Give back exactly the lines of the entries below from the line with "Note: point out the sliced" to the line with "Note: point out the halved", inclusive, and only those.

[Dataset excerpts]

* * * *

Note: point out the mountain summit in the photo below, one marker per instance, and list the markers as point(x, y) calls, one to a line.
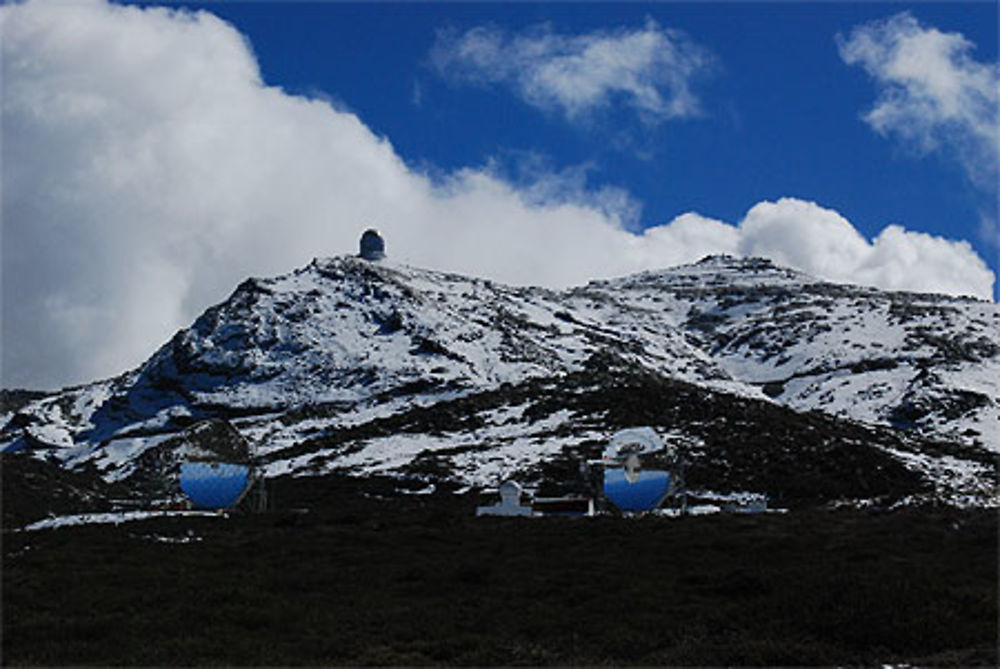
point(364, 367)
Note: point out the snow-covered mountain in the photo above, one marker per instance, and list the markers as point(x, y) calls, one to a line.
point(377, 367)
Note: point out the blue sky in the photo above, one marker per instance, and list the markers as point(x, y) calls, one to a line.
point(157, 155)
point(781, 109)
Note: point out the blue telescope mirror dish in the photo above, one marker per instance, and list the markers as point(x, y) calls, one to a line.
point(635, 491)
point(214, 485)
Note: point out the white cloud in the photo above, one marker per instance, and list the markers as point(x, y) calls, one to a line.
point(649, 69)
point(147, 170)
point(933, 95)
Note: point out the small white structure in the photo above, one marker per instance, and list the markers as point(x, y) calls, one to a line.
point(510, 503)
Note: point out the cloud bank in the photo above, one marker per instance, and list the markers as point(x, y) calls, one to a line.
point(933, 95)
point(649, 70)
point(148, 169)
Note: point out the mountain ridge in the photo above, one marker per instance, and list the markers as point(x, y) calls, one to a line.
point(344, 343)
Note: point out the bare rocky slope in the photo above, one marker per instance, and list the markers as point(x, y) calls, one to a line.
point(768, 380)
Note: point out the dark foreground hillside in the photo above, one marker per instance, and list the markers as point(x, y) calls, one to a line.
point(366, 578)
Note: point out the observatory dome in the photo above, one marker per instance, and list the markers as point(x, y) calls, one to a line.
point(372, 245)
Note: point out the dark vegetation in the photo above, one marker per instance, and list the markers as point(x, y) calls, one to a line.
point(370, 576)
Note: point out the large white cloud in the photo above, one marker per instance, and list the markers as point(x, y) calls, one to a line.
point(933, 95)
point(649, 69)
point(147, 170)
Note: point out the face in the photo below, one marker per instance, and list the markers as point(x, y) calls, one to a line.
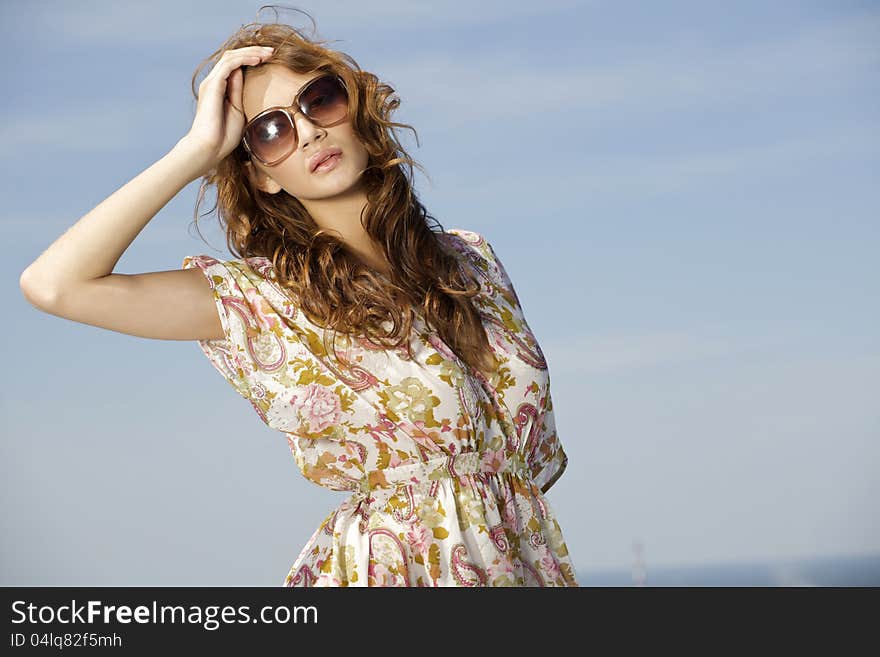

* * * *

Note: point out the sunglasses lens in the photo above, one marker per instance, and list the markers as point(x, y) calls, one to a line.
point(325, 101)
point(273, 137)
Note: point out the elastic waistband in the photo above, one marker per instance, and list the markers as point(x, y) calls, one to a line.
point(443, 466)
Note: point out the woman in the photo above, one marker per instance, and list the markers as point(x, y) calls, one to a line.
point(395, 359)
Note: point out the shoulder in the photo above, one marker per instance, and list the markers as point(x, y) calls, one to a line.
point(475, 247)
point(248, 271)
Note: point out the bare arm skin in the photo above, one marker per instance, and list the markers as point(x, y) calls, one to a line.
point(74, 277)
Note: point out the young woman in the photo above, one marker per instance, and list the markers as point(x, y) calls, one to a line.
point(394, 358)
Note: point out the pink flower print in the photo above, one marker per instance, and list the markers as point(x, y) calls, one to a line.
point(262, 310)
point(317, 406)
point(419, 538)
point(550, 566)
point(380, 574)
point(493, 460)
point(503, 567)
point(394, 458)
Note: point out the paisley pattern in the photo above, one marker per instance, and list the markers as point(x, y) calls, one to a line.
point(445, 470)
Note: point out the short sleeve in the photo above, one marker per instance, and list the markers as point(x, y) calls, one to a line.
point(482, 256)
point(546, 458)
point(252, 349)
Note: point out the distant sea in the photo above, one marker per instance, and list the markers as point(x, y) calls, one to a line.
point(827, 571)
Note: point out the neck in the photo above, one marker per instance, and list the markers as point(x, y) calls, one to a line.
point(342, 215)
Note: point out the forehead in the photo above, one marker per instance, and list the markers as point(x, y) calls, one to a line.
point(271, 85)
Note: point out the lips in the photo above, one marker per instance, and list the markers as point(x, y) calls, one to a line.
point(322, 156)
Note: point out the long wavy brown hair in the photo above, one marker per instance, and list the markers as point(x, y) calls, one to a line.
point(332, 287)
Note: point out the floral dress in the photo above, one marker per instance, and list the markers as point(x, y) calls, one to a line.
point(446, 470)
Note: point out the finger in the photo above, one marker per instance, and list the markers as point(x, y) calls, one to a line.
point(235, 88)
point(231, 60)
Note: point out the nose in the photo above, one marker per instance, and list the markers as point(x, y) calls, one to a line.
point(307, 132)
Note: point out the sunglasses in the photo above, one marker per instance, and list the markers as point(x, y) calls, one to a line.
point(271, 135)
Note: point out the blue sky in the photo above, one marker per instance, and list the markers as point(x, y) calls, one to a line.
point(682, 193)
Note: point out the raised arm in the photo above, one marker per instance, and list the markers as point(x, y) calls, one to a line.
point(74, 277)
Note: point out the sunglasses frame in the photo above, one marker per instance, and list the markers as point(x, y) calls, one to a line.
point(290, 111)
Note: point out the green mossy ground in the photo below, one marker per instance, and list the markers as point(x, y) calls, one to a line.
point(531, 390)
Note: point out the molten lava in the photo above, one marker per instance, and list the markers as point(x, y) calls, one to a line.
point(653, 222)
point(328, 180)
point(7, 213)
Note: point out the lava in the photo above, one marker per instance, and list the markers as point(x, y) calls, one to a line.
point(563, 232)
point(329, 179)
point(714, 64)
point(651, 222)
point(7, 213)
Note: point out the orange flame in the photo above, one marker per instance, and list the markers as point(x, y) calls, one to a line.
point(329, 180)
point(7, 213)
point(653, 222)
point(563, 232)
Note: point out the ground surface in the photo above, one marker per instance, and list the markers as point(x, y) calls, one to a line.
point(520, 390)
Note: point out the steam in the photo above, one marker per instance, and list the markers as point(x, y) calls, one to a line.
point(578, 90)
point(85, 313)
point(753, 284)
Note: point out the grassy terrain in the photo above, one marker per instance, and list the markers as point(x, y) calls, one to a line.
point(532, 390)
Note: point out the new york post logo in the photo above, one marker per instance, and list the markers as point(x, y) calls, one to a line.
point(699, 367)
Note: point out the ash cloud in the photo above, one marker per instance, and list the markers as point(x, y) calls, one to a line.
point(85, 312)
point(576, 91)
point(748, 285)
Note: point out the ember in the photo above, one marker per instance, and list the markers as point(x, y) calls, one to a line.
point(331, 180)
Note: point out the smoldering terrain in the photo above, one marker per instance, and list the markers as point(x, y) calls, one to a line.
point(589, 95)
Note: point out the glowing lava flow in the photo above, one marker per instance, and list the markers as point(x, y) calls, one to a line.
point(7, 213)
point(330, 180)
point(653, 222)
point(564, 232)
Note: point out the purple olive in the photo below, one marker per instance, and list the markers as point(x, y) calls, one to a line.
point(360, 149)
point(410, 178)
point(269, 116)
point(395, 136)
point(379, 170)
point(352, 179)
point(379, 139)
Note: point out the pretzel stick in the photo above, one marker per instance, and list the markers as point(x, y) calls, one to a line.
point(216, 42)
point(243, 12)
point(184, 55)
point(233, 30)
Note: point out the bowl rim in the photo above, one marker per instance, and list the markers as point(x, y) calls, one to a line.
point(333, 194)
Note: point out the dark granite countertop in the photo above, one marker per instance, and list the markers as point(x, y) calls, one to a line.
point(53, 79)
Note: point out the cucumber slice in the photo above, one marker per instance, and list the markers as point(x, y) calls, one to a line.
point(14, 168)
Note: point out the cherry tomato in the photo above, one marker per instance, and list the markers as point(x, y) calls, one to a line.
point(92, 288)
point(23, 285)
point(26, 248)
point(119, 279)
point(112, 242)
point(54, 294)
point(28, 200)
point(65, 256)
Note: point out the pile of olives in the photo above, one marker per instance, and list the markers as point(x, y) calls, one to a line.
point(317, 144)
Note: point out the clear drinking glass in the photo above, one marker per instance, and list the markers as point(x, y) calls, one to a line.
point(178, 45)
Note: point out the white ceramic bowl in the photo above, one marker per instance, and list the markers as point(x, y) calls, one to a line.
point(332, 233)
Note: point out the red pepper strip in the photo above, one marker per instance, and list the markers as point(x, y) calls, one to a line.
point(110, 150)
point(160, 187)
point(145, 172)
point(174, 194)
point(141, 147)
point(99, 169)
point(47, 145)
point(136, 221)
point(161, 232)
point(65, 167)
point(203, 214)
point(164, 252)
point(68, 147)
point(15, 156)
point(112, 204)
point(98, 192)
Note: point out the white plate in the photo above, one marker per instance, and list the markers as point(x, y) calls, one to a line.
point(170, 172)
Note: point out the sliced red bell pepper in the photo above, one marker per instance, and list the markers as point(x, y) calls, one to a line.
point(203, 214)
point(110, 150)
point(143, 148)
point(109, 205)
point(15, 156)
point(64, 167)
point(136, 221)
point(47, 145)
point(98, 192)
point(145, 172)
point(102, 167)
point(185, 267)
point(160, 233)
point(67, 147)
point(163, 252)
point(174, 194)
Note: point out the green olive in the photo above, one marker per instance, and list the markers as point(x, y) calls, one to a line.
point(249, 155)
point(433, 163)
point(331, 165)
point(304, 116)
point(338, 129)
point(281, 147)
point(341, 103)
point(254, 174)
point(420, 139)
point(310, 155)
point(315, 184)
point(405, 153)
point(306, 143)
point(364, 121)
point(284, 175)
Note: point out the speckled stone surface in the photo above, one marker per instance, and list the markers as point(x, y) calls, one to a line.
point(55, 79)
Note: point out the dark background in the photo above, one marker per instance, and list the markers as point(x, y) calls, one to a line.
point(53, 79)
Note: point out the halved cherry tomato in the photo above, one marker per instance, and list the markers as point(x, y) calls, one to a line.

* * * *

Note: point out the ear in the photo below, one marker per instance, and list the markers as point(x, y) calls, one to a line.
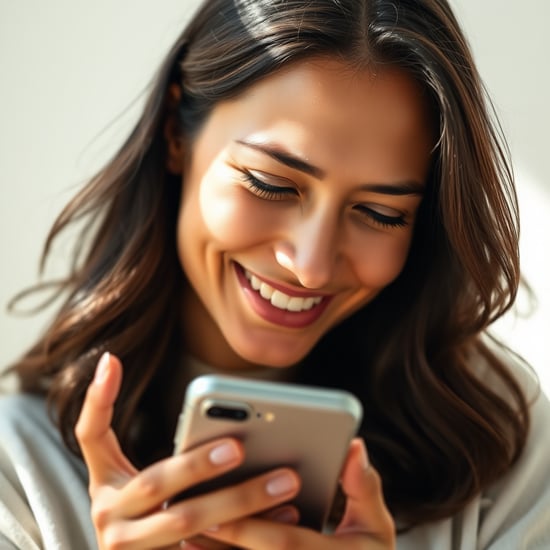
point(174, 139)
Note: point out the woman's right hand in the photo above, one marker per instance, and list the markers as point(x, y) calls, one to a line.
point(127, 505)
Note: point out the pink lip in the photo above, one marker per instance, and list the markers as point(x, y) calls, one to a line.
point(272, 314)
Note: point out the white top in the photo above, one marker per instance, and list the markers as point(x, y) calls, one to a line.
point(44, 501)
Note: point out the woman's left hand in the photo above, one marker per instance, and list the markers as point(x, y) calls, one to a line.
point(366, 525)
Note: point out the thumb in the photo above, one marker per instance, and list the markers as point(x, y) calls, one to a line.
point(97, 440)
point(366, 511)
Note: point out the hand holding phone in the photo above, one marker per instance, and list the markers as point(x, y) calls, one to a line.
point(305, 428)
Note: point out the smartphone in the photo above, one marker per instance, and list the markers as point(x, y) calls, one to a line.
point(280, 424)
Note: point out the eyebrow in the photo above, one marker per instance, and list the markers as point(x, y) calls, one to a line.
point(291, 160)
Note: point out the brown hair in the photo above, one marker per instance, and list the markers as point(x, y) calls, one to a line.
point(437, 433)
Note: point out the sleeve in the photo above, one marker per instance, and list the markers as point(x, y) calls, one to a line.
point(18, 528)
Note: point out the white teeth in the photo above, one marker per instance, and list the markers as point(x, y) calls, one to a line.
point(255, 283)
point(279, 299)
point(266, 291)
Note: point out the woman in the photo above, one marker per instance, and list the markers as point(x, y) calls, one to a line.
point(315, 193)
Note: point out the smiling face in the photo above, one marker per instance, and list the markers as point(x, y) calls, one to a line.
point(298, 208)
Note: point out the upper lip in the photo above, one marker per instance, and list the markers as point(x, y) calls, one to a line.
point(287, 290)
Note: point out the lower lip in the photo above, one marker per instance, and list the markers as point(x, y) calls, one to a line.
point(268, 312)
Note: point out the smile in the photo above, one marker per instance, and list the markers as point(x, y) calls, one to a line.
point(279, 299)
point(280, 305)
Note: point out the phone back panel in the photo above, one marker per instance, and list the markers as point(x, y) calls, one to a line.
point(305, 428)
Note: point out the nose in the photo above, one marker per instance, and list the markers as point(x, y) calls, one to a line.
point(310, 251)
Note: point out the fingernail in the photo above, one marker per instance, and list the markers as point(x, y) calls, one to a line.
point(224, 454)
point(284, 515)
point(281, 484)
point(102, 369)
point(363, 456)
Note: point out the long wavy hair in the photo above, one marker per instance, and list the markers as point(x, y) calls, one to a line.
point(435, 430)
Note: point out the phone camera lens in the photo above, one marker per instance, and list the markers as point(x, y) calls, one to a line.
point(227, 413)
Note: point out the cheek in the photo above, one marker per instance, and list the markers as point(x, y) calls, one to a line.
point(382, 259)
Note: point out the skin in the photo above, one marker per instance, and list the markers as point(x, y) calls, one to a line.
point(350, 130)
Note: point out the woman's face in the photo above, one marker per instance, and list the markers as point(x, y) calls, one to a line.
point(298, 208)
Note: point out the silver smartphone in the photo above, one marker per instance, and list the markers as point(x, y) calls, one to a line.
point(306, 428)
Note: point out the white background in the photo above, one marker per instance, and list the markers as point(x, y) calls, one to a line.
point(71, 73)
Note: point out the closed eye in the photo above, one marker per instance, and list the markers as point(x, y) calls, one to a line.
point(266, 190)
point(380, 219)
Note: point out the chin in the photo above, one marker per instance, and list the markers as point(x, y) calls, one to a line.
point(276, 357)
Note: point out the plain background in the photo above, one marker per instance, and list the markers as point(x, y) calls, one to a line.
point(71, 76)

* * * *

Solved exercise:
Note: point out the sliced red bell pepper in the photo above, one marker per instance, and list the markers as point(x, y) calls, one to a line.
point(203, 214)
point(110, 150)
point(143, 148)
point(109, 205)
point(15, 156)
point(64, 167)
point(136, 221)
point(47, 145)
point(98, 192)
point(145, 172)
point(102, 167)
point(185, 267)
point(160, 233)
point(67, 147)
point(163, 252)
point(174, 194)
Note: point out the green olive in the photo above, one marker per instance, and list the markers as point(x, y) calls, one to a line.
point(249, 155)
point(433, 163)
point(331, 165)
point(304, 116)
point(338, 129)
point(281, 147)
point(341, 103)
point(254, 174)
point(420, 139)
point(310, 155)
point(315, 184)
point(405, 153)
point(306, 143)
point(364, 121)
point(284, 175)
Note: point out the speckled stone surface in the photo above, one marker per instance, and list the markers as point(x, y) calls, one to a line.
point(55, 79)
Note: point out the dark background in the photo above, one marker per instance, and list the markers as point(x, y) calls, one to a line.
point(53, 79)
Note: point out the halved cherry tomato in the photo above, one marker per instance, and list the markers as point(x, y) calls, one to a line.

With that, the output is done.